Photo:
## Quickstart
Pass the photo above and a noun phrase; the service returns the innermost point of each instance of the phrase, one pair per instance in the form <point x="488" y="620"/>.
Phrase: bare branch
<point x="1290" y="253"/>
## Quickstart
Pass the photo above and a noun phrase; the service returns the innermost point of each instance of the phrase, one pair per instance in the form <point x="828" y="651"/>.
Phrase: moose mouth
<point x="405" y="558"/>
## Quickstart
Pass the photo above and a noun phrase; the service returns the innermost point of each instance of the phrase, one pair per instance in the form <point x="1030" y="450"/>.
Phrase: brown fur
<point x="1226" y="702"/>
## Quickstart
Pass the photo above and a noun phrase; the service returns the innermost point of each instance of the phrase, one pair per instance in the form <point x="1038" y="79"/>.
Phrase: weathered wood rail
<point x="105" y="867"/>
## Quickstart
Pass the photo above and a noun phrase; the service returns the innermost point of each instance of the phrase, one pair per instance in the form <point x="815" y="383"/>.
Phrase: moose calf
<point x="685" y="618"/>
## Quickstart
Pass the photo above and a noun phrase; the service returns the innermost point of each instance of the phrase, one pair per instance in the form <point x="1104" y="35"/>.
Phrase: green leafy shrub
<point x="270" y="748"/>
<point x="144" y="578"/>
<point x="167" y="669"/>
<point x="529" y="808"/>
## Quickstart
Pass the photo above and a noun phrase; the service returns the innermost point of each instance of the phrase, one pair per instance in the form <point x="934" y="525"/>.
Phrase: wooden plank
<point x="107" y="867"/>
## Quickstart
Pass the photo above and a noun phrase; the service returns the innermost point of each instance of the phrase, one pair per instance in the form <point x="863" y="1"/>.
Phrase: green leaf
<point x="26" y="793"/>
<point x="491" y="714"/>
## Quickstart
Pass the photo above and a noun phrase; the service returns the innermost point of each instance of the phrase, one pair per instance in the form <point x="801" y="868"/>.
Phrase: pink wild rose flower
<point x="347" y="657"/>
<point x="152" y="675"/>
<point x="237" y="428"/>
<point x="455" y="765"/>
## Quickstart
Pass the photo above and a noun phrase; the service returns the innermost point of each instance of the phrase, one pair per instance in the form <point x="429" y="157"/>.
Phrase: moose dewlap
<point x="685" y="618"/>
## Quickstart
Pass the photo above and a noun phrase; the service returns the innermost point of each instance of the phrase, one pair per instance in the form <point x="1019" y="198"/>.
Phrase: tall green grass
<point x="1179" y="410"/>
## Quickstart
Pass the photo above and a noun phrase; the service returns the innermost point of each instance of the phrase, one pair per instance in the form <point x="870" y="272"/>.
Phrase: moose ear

==========

Task brief: Could you count how many lines of the listing above contain the word "form" and give only that number?

Expected answer: 12